* **Raw records**:
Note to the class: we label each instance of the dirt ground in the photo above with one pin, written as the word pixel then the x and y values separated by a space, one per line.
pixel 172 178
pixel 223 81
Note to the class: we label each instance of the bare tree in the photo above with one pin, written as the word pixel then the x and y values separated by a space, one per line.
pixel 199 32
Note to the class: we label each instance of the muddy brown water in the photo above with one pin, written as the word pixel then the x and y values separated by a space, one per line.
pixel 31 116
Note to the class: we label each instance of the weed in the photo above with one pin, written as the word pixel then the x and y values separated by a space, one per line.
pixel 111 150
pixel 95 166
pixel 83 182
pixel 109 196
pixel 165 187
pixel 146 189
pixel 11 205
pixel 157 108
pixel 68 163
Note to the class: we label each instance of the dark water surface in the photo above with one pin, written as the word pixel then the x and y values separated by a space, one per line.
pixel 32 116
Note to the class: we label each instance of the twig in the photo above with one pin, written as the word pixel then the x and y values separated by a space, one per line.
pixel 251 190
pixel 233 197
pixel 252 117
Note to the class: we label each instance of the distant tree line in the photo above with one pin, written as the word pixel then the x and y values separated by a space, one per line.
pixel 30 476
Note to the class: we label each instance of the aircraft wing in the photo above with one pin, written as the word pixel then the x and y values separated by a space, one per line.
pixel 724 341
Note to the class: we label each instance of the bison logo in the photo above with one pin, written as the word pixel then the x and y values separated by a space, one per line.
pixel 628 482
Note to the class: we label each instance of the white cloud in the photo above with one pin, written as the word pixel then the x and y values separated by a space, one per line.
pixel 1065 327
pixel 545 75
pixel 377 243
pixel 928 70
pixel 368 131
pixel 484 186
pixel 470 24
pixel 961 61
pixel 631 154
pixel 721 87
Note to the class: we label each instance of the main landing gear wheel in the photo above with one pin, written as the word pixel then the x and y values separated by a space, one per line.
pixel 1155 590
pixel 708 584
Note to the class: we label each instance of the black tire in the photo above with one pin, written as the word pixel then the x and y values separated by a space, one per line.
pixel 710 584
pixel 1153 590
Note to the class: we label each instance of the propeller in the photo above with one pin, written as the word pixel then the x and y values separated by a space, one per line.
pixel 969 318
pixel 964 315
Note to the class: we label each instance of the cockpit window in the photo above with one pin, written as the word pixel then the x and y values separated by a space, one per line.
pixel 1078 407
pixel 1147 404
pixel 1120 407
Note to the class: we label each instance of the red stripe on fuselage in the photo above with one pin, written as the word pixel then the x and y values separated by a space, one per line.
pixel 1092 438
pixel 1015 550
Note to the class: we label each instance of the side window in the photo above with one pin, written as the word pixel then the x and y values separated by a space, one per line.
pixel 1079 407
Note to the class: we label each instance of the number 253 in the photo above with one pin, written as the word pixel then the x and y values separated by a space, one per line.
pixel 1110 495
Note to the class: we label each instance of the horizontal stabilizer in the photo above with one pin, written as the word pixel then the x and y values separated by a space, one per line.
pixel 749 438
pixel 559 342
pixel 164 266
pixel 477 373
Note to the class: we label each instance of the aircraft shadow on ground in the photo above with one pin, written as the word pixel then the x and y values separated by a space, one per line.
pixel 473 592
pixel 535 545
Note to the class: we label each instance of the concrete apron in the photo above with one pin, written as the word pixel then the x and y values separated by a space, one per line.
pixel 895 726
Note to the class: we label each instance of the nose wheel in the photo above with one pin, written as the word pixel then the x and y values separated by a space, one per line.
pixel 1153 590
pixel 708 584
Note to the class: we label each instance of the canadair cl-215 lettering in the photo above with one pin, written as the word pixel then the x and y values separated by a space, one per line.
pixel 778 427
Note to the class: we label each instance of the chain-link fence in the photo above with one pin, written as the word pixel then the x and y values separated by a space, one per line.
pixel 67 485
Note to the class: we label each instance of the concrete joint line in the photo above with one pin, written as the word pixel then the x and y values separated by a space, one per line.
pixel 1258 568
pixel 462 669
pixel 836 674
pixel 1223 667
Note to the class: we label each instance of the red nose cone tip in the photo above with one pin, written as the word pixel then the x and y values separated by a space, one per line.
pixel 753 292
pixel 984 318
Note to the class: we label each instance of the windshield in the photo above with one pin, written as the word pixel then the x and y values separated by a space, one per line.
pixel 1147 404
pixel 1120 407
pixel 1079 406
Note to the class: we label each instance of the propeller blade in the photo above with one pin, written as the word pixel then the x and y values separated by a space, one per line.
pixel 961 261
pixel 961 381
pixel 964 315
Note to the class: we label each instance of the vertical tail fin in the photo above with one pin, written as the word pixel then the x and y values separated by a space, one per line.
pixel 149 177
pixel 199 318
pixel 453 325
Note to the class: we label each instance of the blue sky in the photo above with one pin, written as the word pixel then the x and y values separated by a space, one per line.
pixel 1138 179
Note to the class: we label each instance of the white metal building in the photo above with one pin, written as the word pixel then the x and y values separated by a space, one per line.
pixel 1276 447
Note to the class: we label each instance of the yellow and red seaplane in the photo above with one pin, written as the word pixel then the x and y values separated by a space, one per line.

* **Problem to work on**:
Rewrite the stretch from the start of the items through the line containing "pixel 223 81", replacing "dirt ground" with "bare soil" and leaving everything else unchanged.

* **Answer to the problem**:
Note to the class: we label each instance of the bare soil in the photo above with one pin, written as the word pixel then the x and y values separated by a space, one per line.
pixel 172 178
pixel 223 81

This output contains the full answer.